Cambridge University Press
110 Midland Ave.
Port Chester, NY 10573-4930
Disclosure of personal experience, thought, and emotion is a central factor in interpersonal relationships. It is also most often the beginning event in dealing with accusations of child abuse. This 237-page book systematically discusses disclosure processes in children and adolescents reporting both the limited amount of earlier research and current original research. References follow each chapter and there is an author index and subject index at the end.
The material gives insight into what conditions, how, and to whom disclosures are made by children and adolescents. The persons to whom disclosures may be made are peers, friends,
nonfriends, siblings and parents. Some of the interesting findings include the fact that fourth and seventh grade children showed no differences in making personal disclosures to friends and
nonfriends. Siblings showed greater personal disclosure to same sex siblings and when their families were more flexible in relationships. Disclosure to parents is affected by a number of variables, such as age and sex of the children and the interaction between them. Disclosure to parents serves different functions than does disclosure to peers. Fourth grade girls showed a greater willingness to disclose negative moral behavior to adults generally; this is understood as an indication of moral development of a conscience.

### Detection examples

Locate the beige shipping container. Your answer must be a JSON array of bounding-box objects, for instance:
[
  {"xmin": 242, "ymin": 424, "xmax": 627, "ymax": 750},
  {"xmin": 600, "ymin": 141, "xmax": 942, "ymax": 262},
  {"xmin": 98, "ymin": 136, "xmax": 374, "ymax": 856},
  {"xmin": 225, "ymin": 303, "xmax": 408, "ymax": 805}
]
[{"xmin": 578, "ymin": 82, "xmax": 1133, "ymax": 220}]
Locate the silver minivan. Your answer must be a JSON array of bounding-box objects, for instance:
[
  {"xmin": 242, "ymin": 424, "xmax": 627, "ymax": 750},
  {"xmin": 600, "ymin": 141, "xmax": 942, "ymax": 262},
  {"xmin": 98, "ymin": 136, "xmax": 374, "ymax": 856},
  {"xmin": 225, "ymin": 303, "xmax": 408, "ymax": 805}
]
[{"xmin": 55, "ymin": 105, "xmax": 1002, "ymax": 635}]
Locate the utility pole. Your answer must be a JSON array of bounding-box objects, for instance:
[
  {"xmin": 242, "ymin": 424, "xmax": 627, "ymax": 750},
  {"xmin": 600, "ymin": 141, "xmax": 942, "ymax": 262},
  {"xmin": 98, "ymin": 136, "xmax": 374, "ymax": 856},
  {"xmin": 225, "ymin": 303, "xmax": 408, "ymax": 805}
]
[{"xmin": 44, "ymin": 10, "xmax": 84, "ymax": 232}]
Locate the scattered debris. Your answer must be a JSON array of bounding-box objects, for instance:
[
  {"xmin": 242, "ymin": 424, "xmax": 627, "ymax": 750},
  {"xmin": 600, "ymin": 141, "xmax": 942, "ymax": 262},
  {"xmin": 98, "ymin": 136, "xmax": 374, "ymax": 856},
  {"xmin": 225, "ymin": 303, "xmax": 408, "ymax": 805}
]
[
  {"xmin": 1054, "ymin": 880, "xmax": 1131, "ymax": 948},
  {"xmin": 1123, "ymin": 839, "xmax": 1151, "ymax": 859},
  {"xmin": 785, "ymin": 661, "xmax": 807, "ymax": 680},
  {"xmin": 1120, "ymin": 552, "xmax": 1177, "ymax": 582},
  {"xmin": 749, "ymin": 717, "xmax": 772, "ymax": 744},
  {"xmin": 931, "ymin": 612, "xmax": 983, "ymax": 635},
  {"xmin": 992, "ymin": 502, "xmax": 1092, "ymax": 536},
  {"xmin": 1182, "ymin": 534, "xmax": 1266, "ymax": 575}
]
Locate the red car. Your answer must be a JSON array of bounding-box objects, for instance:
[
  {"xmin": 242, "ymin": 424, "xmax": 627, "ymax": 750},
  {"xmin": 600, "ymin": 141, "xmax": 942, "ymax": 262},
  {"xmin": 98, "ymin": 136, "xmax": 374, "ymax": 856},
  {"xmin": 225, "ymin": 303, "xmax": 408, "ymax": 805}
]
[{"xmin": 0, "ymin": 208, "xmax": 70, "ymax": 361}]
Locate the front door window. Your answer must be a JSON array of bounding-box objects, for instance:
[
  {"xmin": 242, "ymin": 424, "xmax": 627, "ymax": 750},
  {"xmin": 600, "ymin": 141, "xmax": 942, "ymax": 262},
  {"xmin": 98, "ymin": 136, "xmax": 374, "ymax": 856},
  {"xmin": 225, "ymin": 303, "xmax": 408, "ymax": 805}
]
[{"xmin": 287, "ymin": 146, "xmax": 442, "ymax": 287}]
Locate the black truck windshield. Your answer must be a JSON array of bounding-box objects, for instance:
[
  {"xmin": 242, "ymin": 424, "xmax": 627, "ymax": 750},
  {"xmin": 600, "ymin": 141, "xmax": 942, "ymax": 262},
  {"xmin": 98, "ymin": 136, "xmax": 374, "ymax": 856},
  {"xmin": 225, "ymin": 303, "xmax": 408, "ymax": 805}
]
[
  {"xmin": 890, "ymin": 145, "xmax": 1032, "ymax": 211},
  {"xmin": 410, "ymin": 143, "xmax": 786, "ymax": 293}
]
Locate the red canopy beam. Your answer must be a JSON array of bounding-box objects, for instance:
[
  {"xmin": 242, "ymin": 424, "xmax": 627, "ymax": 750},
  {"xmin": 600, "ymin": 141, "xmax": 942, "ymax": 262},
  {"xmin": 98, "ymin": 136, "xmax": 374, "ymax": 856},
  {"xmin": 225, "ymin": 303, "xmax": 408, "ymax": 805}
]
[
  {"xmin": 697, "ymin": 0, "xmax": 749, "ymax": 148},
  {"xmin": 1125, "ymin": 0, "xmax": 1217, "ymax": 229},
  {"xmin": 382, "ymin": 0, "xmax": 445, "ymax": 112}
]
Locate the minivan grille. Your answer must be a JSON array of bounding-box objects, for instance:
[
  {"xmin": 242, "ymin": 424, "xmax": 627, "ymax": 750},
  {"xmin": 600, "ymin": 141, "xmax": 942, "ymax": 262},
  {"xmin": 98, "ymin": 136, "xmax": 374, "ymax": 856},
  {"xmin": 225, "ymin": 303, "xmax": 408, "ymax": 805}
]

### List of tasks
1 – Please list every kind of person the book review names as someone to whom children and adolescents may make disclosures.
2 – Return the part of the book review that begins at the words "The material gives" and ends after "of a conscience.".

### Results of the exercise
1 – peers, friends, nonfriends, siblings, parents

2 –
The material gives insight into what conditions, how, and to whom disclosures are made by children and adolescents. The persons to whom disclosures may be made are peers, friends,
nonfriends, siblings and parents. Some of the interesting findings include the fact that fourth and seventh grade children showed no differences in making personal disclosures to friends and
nonfriends. Siblings showed greater personal disclosure to same sex siblings and when their families were more flexible in relationships. Disclosure to parents is affected by a number of variables, such as age and sex of the children and the interaction between them. Disclosure to parents serves different functions than does disclosure to peers. Fourth grade girls showed a greater willingness to disclose negative moral behavior to adults generally; this is understood as an indication of moral development of a conscience.